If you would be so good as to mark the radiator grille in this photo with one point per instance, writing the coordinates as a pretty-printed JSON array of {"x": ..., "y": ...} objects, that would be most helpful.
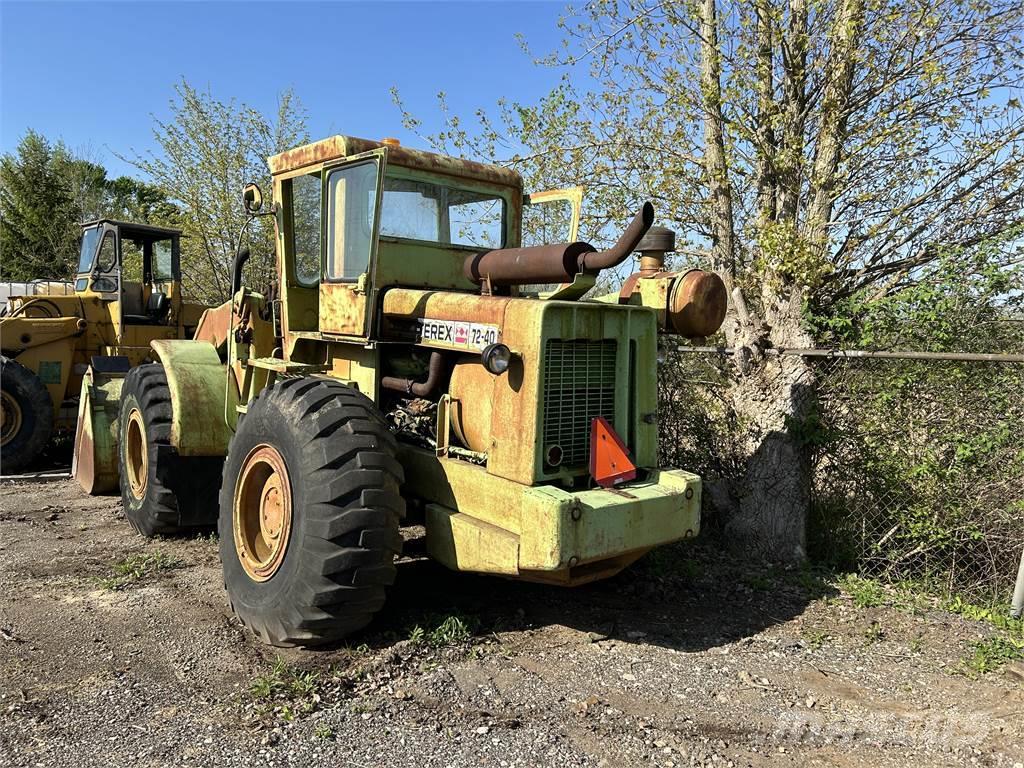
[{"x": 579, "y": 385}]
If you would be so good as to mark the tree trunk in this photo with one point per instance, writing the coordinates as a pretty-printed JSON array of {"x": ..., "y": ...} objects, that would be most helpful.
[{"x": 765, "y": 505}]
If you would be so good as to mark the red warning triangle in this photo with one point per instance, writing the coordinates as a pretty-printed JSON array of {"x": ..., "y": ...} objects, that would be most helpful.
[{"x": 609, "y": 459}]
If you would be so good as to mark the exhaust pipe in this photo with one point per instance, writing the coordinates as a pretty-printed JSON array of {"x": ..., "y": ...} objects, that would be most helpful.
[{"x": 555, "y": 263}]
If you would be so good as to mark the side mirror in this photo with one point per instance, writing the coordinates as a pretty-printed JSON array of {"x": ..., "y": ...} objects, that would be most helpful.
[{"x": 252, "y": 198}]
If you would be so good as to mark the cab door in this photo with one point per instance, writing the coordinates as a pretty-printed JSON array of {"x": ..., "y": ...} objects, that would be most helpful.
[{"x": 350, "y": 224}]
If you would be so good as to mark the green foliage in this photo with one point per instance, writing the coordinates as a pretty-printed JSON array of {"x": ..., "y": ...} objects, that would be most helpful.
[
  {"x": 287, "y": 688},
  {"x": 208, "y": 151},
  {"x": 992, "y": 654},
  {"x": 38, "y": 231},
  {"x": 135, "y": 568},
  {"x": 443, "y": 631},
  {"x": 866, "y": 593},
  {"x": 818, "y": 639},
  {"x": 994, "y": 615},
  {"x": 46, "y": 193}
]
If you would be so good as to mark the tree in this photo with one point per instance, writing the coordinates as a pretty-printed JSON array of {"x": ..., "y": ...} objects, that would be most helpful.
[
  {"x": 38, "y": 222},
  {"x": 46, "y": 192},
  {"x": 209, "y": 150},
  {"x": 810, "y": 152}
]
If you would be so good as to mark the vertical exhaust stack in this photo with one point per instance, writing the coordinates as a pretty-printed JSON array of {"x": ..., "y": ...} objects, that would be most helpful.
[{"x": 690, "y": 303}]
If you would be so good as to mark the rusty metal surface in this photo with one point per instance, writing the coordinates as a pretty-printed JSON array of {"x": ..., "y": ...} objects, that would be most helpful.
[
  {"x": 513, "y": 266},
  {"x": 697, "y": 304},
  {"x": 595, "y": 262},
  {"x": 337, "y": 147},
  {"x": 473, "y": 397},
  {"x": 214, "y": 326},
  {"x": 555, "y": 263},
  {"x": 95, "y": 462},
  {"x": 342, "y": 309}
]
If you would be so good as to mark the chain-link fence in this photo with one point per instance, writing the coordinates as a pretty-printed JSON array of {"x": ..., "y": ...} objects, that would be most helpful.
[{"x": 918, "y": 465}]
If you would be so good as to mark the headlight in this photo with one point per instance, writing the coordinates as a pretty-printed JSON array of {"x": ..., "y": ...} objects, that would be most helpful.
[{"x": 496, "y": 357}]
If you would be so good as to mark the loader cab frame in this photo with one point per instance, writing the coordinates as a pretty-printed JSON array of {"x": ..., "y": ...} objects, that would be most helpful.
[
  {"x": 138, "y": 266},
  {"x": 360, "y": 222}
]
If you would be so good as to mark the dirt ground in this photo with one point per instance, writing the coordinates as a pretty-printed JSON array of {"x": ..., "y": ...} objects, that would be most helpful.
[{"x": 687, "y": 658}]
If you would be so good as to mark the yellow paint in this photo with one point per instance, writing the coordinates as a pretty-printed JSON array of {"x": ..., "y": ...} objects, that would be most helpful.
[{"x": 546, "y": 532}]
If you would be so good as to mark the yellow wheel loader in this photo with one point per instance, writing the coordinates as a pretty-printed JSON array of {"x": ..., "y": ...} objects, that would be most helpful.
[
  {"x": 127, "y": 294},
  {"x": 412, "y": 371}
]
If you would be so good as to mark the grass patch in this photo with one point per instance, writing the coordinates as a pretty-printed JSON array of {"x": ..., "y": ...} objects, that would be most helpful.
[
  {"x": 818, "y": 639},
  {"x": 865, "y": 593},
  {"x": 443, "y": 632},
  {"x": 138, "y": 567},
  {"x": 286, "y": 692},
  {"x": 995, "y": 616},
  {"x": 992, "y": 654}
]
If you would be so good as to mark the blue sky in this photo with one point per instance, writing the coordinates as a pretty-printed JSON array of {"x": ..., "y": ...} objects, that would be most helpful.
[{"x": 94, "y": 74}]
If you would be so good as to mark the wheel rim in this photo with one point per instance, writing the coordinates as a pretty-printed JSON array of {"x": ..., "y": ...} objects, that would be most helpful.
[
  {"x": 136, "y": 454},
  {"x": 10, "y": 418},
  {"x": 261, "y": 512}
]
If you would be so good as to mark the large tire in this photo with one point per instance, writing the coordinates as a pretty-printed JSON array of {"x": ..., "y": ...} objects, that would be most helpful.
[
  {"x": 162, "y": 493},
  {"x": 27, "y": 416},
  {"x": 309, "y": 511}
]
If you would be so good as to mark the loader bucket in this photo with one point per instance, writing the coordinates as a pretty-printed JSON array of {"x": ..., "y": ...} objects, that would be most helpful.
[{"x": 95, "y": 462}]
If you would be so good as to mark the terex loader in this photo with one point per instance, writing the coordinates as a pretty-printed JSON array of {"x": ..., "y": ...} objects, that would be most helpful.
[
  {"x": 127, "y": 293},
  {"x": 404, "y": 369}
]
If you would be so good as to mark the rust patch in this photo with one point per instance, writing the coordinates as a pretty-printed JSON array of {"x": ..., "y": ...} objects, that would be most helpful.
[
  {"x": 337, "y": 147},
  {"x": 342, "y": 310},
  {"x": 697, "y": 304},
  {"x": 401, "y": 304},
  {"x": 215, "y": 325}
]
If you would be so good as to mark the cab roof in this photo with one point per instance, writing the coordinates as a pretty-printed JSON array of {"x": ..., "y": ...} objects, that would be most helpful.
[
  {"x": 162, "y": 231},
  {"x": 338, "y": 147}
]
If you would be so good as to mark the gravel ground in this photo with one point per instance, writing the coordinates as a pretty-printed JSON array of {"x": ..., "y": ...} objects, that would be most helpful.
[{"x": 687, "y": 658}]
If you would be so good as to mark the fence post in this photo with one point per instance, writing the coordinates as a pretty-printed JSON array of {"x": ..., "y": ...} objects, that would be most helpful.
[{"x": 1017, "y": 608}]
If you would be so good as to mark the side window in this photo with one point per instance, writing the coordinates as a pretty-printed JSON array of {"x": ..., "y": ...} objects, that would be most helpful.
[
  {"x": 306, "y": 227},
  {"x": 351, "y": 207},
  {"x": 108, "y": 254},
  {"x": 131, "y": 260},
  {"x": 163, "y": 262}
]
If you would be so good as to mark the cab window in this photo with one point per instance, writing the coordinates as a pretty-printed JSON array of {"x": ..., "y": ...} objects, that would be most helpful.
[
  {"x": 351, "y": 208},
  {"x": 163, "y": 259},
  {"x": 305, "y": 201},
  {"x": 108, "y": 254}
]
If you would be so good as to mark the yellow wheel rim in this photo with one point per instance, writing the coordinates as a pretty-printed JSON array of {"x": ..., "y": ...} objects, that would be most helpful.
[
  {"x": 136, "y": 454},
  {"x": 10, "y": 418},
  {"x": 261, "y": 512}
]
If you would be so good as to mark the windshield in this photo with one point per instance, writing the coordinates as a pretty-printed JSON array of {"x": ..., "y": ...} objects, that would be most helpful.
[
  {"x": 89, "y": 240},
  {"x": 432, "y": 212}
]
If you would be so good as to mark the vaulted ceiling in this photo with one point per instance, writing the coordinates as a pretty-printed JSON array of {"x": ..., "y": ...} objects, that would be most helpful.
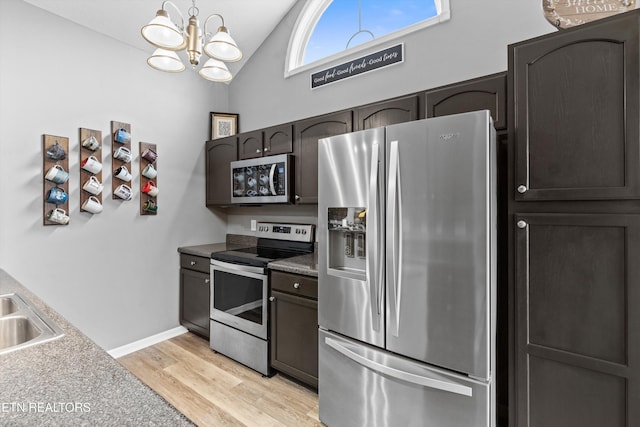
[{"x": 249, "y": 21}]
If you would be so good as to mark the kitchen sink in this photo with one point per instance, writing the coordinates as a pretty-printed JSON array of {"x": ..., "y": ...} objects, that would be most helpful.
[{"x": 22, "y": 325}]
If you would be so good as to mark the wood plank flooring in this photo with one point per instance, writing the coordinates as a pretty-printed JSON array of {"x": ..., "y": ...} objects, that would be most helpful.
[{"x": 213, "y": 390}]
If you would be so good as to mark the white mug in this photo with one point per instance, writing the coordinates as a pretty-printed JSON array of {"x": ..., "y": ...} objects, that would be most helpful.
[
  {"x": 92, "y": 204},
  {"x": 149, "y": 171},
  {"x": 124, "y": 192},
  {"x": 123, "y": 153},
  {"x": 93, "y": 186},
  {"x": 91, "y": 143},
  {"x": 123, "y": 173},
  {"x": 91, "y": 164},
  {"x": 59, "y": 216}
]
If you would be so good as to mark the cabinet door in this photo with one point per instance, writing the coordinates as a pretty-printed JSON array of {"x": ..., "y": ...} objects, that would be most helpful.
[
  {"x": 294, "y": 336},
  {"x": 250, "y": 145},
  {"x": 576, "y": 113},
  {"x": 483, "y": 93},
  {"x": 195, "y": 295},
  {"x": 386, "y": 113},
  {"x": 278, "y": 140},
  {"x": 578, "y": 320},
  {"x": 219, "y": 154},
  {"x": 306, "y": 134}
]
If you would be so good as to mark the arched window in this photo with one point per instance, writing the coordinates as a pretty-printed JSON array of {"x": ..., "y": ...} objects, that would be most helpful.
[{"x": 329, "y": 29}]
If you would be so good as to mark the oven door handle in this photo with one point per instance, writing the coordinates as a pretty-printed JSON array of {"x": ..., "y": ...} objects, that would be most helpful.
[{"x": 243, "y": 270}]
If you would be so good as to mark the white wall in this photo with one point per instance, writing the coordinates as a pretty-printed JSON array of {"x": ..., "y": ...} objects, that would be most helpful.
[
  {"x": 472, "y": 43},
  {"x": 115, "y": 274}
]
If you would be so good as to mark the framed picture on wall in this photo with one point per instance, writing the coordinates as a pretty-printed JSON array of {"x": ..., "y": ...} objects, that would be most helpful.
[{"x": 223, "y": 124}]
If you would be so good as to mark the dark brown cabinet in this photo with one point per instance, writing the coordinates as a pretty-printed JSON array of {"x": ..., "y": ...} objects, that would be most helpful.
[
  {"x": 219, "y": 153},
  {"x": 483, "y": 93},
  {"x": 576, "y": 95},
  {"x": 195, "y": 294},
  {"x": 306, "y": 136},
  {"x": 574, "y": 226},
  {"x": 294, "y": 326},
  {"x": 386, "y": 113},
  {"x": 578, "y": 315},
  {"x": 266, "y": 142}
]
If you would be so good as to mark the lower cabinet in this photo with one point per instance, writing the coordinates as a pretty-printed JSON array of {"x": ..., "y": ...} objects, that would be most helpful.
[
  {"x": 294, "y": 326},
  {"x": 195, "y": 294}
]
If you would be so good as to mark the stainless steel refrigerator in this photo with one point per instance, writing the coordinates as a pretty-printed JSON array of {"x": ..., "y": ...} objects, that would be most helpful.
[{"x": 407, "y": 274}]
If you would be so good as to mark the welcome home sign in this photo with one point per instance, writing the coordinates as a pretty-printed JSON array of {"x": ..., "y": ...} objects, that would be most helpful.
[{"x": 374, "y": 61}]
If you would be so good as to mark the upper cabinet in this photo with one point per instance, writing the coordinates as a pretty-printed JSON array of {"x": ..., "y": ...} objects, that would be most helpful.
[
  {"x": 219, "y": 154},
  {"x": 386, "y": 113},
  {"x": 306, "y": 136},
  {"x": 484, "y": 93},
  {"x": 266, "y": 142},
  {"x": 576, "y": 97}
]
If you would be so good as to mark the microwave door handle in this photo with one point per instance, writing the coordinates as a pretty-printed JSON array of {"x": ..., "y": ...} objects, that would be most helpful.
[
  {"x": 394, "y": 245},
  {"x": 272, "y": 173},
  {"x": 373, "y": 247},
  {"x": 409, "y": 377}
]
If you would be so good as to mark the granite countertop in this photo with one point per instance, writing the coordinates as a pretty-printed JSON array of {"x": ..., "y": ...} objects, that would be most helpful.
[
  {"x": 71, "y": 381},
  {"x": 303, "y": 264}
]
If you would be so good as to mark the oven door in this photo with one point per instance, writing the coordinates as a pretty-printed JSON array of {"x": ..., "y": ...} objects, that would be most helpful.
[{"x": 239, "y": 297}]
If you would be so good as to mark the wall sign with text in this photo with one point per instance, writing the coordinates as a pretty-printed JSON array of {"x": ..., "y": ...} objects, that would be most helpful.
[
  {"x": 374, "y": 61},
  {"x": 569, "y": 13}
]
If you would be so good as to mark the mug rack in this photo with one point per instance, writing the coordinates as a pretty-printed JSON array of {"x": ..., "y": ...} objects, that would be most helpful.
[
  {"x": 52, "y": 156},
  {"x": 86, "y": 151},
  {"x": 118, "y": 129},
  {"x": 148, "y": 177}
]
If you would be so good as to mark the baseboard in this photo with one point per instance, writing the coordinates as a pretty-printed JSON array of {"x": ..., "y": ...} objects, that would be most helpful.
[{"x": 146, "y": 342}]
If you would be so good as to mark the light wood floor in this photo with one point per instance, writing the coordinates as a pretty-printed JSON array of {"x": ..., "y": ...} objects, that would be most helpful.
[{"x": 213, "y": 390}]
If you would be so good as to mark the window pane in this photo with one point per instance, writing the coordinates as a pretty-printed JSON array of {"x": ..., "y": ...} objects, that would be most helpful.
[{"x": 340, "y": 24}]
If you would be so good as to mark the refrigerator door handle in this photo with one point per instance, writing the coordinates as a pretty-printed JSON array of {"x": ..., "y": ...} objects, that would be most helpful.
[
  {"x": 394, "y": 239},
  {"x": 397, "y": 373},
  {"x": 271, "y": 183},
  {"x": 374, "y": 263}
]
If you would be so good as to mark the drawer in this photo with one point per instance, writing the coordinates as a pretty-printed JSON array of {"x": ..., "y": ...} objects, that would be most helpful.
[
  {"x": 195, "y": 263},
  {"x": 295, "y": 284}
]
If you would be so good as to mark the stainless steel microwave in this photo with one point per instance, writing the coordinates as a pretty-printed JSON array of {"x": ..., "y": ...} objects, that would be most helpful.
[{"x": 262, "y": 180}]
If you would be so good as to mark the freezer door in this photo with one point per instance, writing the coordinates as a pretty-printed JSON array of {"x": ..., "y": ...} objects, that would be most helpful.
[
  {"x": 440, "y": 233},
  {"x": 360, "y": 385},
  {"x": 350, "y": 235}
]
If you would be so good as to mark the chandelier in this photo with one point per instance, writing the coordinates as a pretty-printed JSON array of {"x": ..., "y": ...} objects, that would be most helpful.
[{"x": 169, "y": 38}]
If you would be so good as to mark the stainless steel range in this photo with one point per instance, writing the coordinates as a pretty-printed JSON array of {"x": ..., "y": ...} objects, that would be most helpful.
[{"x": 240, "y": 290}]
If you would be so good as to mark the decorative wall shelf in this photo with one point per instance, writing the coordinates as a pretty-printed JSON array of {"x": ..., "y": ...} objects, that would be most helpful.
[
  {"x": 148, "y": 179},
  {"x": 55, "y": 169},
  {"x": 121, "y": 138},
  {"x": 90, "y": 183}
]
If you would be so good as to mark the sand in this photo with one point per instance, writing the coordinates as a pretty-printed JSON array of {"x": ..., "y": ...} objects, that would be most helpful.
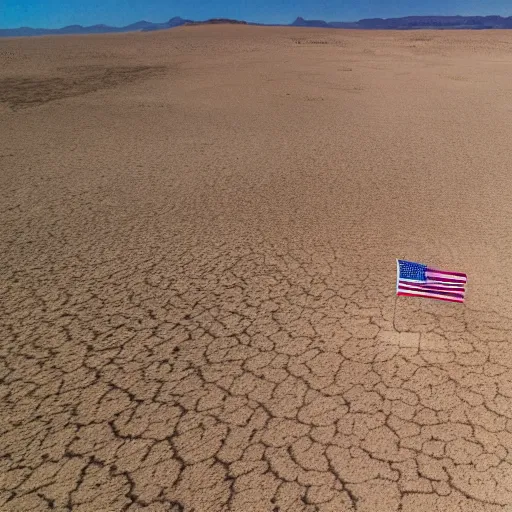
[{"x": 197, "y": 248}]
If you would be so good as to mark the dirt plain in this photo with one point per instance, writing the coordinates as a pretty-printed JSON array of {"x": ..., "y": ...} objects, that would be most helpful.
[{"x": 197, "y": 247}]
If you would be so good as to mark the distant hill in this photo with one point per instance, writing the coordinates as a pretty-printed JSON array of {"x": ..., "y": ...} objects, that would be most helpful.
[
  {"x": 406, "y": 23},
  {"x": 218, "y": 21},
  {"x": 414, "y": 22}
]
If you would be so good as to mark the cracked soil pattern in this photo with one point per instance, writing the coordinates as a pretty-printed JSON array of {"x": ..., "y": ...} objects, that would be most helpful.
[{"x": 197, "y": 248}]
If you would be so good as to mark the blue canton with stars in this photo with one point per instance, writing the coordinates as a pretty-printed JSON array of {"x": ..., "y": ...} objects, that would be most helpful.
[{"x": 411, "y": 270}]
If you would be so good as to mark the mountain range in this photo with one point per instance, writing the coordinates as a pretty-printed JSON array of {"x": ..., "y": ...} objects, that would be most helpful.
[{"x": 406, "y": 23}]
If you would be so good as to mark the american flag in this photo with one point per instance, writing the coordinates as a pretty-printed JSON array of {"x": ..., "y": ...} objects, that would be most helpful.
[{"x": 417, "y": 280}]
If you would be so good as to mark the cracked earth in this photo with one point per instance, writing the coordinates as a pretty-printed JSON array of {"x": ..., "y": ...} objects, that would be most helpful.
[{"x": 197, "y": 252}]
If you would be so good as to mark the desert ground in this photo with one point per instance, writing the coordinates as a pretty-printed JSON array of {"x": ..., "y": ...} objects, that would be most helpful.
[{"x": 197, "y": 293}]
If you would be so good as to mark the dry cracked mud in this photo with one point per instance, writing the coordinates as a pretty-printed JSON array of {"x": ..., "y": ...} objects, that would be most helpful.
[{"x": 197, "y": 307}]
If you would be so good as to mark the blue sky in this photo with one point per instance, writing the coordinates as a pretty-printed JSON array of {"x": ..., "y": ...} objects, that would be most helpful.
--------
**PROBLEM DETAILS:** Restate exactly, and only, every line from the one that contains "If you would be so good as to mark the dry" through the last line of the records.

**EXERCISE OUTPUT:**
If you would be so good as to mark the dry cracked mud in this photo with one point per instance, writing the coordinates as a pretty-printed JSON array of {"x": ..., "y": ...} objects, that would be most helpful.
[{"x": 197, "y": 307}]
If you would be so good as to mark the blue sky in this photo with one point per instance, writing the coordinates as a pretty-printed JSON array of {"x": ..., "y": ...} objects, that would be most helpful.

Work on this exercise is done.